### Text excerpt:
====================

Lessor's computation of any sum that may be due and payable by Lessee under this
Section 18 shall be binding and conclusive on the parties hereto in the absence
of manifest error.
18.3 Lessee shall not be obligated to pay any sums required under
this Section 18 in the event that lack of entitlement to, or loss, recapture or
disallowance of any MACRS Deductions or the inclusion of such additional amounts
in gross income results from one or more of the following events: (i) a
disqualifying disposition due to the sale of the Equipment by Lessor when no
Event of Default, as defined in Section 16 above, has occurred, (ii) a failure
of Lessor or its Affiliated Group to timely claim any MACRS Deductions for the
Equipment in its tax return, and/or (iii) the fact that Lessor or its Affiliated
Group does not have, in any taxable year or years, sufficient taxable income or
tax liability to realize the benefit of any MACRS Deductions that are otherwise
allowable to Lessor or its Affiliated Group.

====================

### Given records:
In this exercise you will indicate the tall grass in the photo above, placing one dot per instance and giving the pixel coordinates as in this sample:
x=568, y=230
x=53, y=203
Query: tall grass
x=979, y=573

====================

### Task objective:
According to the lease excerpt, which section defines an Event of Default? Please answer with the section number.

### Exercise output:
Section 16